### List of tasks
1) Count the lines in the listing that contain the string "field". Reply with the number alone.
2) Continue the Raspberry Pi object detection tutorial from its last sentence.

### Reading passage
— START —

Multiple Object Detection with Python and Raspberry Pi

“As an Amazon Associates Program member, clicking on links may result in Maker Portal receiving a small commission that helps support future projects.”

Introduction
Multiple Object Identification
Upscaling Image for Efficiency
Object Orientation Determination
Drawing Boxes Around Individual Objects
Conclusion and Continuation

This is the third entry into the Raspberry Pi and Python image processing tutorial series. In parts I and II, the Raspberry Pi’s picamera was introduced along with some edge detection routines. The aforementioned tutorials were the stepping stones needed to understanding the working of the picamera, Python, and identifying individual objects. Click here to explore Part I (picamera introduction and simple image processing) and click here to explore Part II (edge detection using machine learning and clustering algorithms).

In this tutorial, the picamera and edge detection routines introduced in parts I and II will be employed to identify individual objects, predict each object’s color, and approximate each object’s orientation (rotation). By the end of the tutorial, the user will be capable of dividing an image into multiple objects, determining the rotation of the object, and drawing a box around the subsequent object.

— END —

### Data rows
— START —

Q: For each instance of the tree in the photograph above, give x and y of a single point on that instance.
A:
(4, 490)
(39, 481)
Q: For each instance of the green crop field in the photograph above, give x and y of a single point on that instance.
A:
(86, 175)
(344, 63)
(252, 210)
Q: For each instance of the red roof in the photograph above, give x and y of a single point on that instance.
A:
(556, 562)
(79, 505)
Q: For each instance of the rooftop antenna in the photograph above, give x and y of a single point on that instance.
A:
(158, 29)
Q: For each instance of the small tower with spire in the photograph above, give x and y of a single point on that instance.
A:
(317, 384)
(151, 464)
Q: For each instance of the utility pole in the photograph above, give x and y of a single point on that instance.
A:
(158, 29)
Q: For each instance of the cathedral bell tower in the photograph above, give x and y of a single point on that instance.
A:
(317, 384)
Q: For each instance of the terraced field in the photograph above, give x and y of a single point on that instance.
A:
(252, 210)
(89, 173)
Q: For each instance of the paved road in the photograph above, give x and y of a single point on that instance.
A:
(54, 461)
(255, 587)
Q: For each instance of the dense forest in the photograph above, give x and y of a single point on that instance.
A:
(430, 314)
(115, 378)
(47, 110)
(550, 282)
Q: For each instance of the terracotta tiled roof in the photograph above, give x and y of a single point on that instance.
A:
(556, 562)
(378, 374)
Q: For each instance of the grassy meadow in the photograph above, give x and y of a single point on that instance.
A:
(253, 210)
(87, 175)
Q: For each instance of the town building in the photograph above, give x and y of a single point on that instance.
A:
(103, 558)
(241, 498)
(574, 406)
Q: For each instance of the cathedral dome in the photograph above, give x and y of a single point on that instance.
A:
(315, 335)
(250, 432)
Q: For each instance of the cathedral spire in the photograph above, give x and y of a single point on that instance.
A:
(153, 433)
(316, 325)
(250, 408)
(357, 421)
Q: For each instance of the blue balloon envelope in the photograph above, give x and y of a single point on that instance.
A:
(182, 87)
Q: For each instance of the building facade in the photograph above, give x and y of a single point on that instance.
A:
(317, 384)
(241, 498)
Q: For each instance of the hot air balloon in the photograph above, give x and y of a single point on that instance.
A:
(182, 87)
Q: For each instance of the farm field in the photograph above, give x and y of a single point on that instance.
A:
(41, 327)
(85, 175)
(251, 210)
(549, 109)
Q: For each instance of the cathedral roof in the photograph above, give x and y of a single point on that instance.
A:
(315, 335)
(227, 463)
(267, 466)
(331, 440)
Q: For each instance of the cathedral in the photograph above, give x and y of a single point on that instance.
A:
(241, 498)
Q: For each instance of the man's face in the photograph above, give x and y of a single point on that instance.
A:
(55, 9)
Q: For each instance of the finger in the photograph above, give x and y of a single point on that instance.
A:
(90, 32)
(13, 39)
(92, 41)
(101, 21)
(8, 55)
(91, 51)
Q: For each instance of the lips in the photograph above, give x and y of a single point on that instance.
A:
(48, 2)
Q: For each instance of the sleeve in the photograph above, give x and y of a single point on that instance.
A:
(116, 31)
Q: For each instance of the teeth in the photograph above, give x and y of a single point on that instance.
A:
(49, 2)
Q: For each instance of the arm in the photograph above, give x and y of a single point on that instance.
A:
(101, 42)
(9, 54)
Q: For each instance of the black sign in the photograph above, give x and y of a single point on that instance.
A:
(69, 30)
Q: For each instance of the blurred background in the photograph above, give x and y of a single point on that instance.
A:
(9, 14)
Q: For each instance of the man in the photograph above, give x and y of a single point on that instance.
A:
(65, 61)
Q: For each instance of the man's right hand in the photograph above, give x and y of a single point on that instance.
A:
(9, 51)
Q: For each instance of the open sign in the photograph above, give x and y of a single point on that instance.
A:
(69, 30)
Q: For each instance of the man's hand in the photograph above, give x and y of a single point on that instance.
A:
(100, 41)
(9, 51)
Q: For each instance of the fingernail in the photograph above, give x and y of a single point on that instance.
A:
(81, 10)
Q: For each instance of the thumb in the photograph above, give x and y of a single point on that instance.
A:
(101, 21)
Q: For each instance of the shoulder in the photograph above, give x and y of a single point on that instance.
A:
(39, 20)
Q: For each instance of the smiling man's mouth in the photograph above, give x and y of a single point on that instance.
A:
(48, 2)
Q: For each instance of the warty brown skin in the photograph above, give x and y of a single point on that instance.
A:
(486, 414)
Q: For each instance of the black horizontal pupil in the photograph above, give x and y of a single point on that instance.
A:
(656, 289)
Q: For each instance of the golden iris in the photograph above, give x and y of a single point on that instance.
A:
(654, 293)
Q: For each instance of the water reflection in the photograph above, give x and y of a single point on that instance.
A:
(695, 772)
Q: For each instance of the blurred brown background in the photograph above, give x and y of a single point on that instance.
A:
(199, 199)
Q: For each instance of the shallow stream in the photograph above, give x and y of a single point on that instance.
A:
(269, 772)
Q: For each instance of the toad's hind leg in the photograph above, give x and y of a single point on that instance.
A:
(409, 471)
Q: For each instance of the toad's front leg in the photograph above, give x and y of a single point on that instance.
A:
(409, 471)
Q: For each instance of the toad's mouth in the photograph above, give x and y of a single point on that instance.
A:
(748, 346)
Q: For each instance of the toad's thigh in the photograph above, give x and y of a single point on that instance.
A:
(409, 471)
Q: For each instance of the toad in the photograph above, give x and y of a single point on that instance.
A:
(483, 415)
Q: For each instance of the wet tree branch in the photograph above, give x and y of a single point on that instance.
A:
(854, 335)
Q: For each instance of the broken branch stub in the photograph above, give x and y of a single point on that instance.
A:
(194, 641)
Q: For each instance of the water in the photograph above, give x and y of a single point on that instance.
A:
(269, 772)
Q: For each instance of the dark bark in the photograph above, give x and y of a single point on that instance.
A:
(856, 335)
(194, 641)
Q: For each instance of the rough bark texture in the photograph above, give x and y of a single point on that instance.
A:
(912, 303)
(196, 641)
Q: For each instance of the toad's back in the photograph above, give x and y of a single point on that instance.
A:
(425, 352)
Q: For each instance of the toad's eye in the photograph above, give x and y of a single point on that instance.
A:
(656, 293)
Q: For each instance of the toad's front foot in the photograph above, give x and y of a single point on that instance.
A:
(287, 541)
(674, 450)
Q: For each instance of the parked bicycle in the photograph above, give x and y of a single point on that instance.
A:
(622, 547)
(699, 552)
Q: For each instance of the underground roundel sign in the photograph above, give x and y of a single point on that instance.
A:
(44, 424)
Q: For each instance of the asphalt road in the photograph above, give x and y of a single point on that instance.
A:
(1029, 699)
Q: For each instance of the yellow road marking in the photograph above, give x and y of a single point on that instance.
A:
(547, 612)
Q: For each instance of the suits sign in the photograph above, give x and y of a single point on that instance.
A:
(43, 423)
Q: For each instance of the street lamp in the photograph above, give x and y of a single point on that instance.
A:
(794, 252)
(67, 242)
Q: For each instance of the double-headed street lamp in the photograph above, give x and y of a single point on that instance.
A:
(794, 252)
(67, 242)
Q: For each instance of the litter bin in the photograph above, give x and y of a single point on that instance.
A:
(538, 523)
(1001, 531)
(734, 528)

— END —

### Answers for the tasks
1) 3

2)
Multiple Object Identification

Picking up from the final code in Part II of the tutorial series (link to github code here), we can start by analyzing the DBSCAN clustering algorithm provided by the Sklearn toolbox. Thus, using the code below, we can produce the following scatter showing object boundaries in an image:

import time
from picamera import PiCamera
import scipy.ndimage as scimg
import numpy as np
import matplotlib.pyplot as plt
from sklearn.cluster import DBSCAN

# picamera setup
h = 640 #largest resolution length
cam_res = (int(h),int(0.75*h)) # resizing to picamera's required ratios
cam_res = (int(32*np.floor(cam_res[0]/32)),int(16*np.floor(cam_res[1]/16)))
cam = PiCamera(resolution=cam_res)
# preallocating image variables
data = np.empty((cam_res[1],cam_res[0],3),dtype=np.uint8)
x,y = np.meshgrid(np.arange(cam_res[0]),np.arange(cam_res[1]))

# different edge detection methods
cam.capture(data,'rgb') # capture image

# Canny method without angle
gaus = scimg.fourier_gaussian(data[:,:,0],sigma=0.01)
can_x = scimg.prewitt(gaus,axis=0)
can_y = scimg.prewitt(gaus,axis=1)
can = np.hypot(can_x,can_y)

# pulling out object edges
fig3,ax3 = plt.subplots(1,2,figsize=(12,4))
##ax3[0].pcolormesh(x,y,can,cmap='gray')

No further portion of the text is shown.